To be done: Below is a set of entries. Reproduce exactly the lines from the one containing "query (the noun phrase to segment): mountain ridge" through the end, both included.

Exercise materials:
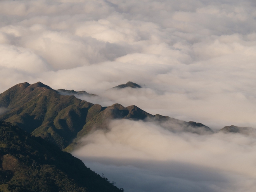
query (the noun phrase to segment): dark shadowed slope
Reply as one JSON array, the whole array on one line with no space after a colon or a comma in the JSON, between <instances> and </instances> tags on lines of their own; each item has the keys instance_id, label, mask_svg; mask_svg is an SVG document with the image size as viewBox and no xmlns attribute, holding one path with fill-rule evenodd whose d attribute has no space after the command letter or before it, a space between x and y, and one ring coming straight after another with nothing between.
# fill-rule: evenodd
<instances>
[{"instance_id":1,"label":"dark shadowed slope","mask_svg":"<svg viewBox=\"0 0 256 192\"><path fill-rule=\"evenodd\" d=\"M126 87L131 87L131 88L141 88L141 86L140 86L140 85L131 81L128 82L125 84L119 85L115 86L113 88L120 89L122 88L125 88Z\"/></svg>"},{"instance_id":2,"label":"dark shadowed slope","mask_svg":"<svg viewBox=\"0 0 256 192\"><path fill-rule=\"evenodd\" d=\"M0 121L0 191L121 192L80 159Z\"/></svg>"},{"instance_id":3,"label":"dark shadowed slope","mask_svg":"<svg viewBox=\"0 0 256 192\"><path fill-rule=\"evenodd\" d=\"M157 121L171 131L212 132L201 123L154 116L135 106L93 105L74 96L60 95L41 82L20 83L4 92L0 94L0 107L9 110L0 116L0 120L40 136L61 149L93 129L107 128L110 120L117 119Z\"/></svg>"}]
</instances>

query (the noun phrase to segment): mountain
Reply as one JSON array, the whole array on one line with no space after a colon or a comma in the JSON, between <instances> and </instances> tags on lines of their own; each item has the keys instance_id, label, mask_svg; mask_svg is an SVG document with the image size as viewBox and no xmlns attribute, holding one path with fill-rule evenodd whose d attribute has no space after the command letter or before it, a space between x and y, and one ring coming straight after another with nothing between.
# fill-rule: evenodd
<instances>
[{"instance_id":1,"label":"mountain","mask_svg":"<svg viewBox=\"0 0 256 192\"><path fill-rule=\"evenodd\" d=\"M97 95L89 93L85 91L76 91L74 90L66 90L66 89L60 89L56 90L61 95L85 95L87 96L97 96Z\"/></svg>"},{"instance_id":2,"label":"mountain","mask_svg":"<svg viewBox=\"0 0 256 192\"><path fill-rule=\"evenodd\" d=\"M0 121L0 191L121 192L80 159Z\"/></svg>"},{"instance_id":3,"label":"mountain","mask_svg":"<svg viewBox=\"0 0 256 192\"><path fill-rule=\"evenodd\" d=\"M93 129L107 129L109 121L113 119L154 121L173 131L212 132L202 124L152 115L135 106L93 104L73 95L61 95L40 82L20 83L0 94L1 107L7 111L0 115L0 120L13 123L61 149L71 144L72 149L71 146L76 144L73 140L77 142Z\"/></svg>"},{"instance_id":4,"label":"mountain","mask_svg":"<svg viewBox=\"0 0 256 192\"><path fill-rule=\"evenodd\" d=\"M128 82L125 84L119 85L113 87L113 88L121 89L125 88L126 87L131 87L131 88L141 88L141 86L140 85L131 81Z\"/></svg>"},{"instance_id":5,"label":"mountain","mask_svg":"<svg viewBox=\"0 0 256 192\"><path fill-rule=\"evenodd\" d=\"M256 136L256 129L249 127L238 127L234 125L226 126L219 131L224 133L239 133Z\"/></svg>"}]
</instances>

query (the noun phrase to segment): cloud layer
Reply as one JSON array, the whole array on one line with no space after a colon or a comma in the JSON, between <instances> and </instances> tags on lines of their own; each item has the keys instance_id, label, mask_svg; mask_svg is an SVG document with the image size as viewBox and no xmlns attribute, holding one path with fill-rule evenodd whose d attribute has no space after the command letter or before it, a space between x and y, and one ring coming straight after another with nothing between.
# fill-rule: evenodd
<instances>
[{"instance_id":1,"label":"cloud layer","mask_svg":"<svg viewBox=\"0 0 256 192\"><path fill-rule=\"evenodd\" d=\"M0 92L40 81L104 106L256 128L256 17L251 0L0 0ZM128 81L143 88L106 91ZM253 138L118 123L76 154L126 191L255 191Z\"/></svg>"},{"instance_id":2,"label":"cloud layer","mask_svg":"<svg viewBox=\"0 0 256 192\"><path fill-rule=\"evenodd\" d=\"M115 120L73 153L128 192L255 191L256 139L240 134L173 133Z\"/></svg>"}]
</instances>

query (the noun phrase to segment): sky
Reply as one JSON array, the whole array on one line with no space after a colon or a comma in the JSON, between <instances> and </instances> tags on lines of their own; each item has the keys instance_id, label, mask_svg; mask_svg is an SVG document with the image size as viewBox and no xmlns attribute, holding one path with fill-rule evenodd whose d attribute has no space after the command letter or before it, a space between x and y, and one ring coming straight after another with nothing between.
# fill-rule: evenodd
<instances>
[{"instance_id":1,"label":"sky","mask_svg":"<svg viewBox=\"0 0 256 192\"><path fill-rule=\"evenodd\" d=\"M215 131L231 125L256 128L256 17L252 0L0 0L0 92L19 83L40 81L54 89L97 94L81 98L93 103L135 105ZM129 81L142 88L109 90ZM119 123L130 124L128 130L145 128L131 132L148 133L154 139L144 138L145 142L157 142L157 149L165 149L163 154L177 140L179 152L158 159L157 150L148 154L151 147L138 149L128 142L123 145L135 153L132 158L110 152L109 156L100 150L86 154L109 142L118 147L121 141L111 137L98 143L97 138L107 135L101 132L84 138L95 145L77 154L88 164L100 172L105 169L107 177L116 175L124 189L131 185L125 183L127 178L142 181L133 185L137 190L126 191L149 191L145 188L149 183L163 186L159 190L163 192L255 191L253 137L174 135L157 125ZM122 130L113 123L111 135L116 128ZM126 133L119 132L121 137ZM126 134L131 137L128 140L132 138ZM158 143L163 139L168 141ZM250 166L239 168L241 162ZM180 173L175 166L187 168ZM162 171L167 167L173 173ZM194 172L197 180L185 176ZM131 176L134 173L137 177ZM120 174L127 177L121 180ZM226 180L220 181L221 176ZM202 182L203 178L209 179Z\"/></svg>"}]
</instances>

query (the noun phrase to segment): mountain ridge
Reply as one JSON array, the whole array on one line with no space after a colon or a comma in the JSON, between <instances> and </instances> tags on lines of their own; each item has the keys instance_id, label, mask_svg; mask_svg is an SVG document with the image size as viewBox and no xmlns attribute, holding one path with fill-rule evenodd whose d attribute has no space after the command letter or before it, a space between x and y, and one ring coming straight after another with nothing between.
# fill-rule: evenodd
<instances>
[{"instance_id":1,"label":"mountain ridge","mask_svg":"<svg viewBox=\"0 0 256 192\"><path fill-rule=\"evenodd\" d=\"M1 93L1 107L8 111L0 115L0 120L13 123L62 149L94 129L107 128L111 119L155 119L171 131L180 131L172 127L178 125L182 127L182 131L198 134L213 132L201 123L153 115L134 105L125 107L119 104L108 107L93 104L73 95L61 95L40 82L32 85L19 83Z\"/></svg>"},{"instance_id":2,"label":"mountain ridge","mask_svg":"<svg viewBox=\"0 0 256 192\"><path fill-rule=\"evenodd\" d=\"M121 192L81 161L0 121L0 190Z\"/></svg>"}]
</instances>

Expected answer:
query (the noun phrase to segment): mountain ridge
Reply as one JSON array, the whole array on one line with no space after a colon or a comma in the JSON, between <instances> and </instances> tags on lines of their own; each item has the keys instance_id, label, mask_svg; mask_svg is an SVG document with the image size as viewBox and no xmlns attribute, holding one path with fill-rule evenodd whose d attribute has no space after the command letter or before it, a space between x and y, and one ring coming straight after another with nothing between.
# fill-rule: evenodd
<instances>
[{"instance_id":1,"label":"mountain ridge","mask_svg":"<svg viewBox=\"0 0 256 192\"><path fill-rule=\"evenodd\" d=\"M1 93L1 107L8 111L0 115L0 120L13 123L62 149L94 129L107 128L111 119L155 119L171 131L180 131L172 127L178 125L182 127L182 131L198 134L213 132L201 123L153 115L134 105L125 107L119 104L108 107L93 104L73 95L61 95L40 82L32 85L19 83Z\"/></svg>"},{"instance_id":2,"label":"mountain ridge","mask_svg":"<svg viewBox=\"0 0 256 192\"><path fill-rule=\"evenodd\" d=\"M121 192L81 161L0 121L0 190Z\"/></svg>"}]
</instances>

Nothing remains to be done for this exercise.